Your instructions: Copy the entries exactly, leaving out nothing.

(Stored data)
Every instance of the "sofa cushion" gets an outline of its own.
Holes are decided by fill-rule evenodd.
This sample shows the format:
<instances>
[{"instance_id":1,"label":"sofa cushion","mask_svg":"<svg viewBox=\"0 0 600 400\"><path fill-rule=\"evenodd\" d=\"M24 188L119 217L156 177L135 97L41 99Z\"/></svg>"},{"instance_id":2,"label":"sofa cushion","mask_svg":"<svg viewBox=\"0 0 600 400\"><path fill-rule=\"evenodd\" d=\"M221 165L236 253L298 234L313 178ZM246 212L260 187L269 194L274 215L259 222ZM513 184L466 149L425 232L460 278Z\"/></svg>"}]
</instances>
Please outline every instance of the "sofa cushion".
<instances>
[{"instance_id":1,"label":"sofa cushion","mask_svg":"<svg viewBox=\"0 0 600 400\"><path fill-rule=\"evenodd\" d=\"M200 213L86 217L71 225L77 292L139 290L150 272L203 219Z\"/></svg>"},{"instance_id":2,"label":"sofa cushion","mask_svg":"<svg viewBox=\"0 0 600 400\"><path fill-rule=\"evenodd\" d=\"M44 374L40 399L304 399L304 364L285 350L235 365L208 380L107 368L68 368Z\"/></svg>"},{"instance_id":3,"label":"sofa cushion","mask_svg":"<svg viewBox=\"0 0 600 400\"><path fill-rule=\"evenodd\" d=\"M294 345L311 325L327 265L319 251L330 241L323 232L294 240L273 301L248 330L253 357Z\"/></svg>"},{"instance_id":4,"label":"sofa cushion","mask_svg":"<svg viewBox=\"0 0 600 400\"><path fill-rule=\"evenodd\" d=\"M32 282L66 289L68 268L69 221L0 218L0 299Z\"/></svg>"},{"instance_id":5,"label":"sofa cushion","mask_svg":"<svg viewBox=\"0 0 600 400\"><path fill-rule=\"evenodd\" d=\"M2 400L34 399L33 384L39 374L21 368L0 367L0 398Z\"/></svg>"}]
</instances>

Solution:
Every instance of the "sofa cushion" gets an outline of its own.
Holes are decided by fill-rule evenodd.
This sample shows the format:
<instances>
[{"instance_id":1,"label":"sofa cushion","mask_svg":"<svg viewBox=\"0 0 600 400\"><path fill-rule=\"evenodd\" d=\"M24 188L119 217L156 177L135 97L41 99Z\"/></svg>"},{"instance_id":2,"label":"sofa cushion","mask_svg":"<svg viewBox=\"0 0 600 400\"><path fill-rule=\"evenodd\" d=\"M221 165L236 253L298 234L313 178ZM246 212L260 187L269 194L274 215L259 222ZM513 184L466 149L425 232L460 278Z\"/></svg>"}]
</instances>
Please outline every instance of the "sofa cushion".
<instances>
[{"instance_id":1,"label":"sofa cushion","mask_svg":"<svg viewBox=\"0 0 600 400\"><path fill-rule=\"evenodd\" d=\"M200 213L86 217L71 225L77 292L139 290L150 272L203 219Z\"/></svg>"},{"instance_id":2,"label":"sofa cushion","mask_svg":"<svg viewBox=\"0 0 600 400\"><path fill-rule=\"evenodd\" d=\"M44 374L40 399L304 399L304 364L285 350L235 365L208 380L107 368L68 368Z\"/></svg>"},{"instance_id":3,"label":"sofa cushion","mask_svg":"<svg viewBox=\"0 0 600 400\"><path fill-rule=\"evenodd\" d=\"M294 345L311 325L327 265L319 251L330 241L323 232L294 240L273 301L248 330L253 357Z\"/></svg>"},{"instance_id":4,"label":"sofa cushion","mask_svg":"<svg viewBox=\"0 0 600 400\"><path fill-rule=\"evenodd\" d=\"M32 282L66 289L68 268L69 221L0 218L0 299Z\"/></svg>"},{"instance_id":5,"label":"sofa cushion","mask_svg":"<svg viewBox=\"0 0 600 400\"><path fill-rule=\"evenodd\" d=\"M2 400L34 399L33 384L39 374L21 368L0 367L0 398Z\"/></svg>"}]
</instances>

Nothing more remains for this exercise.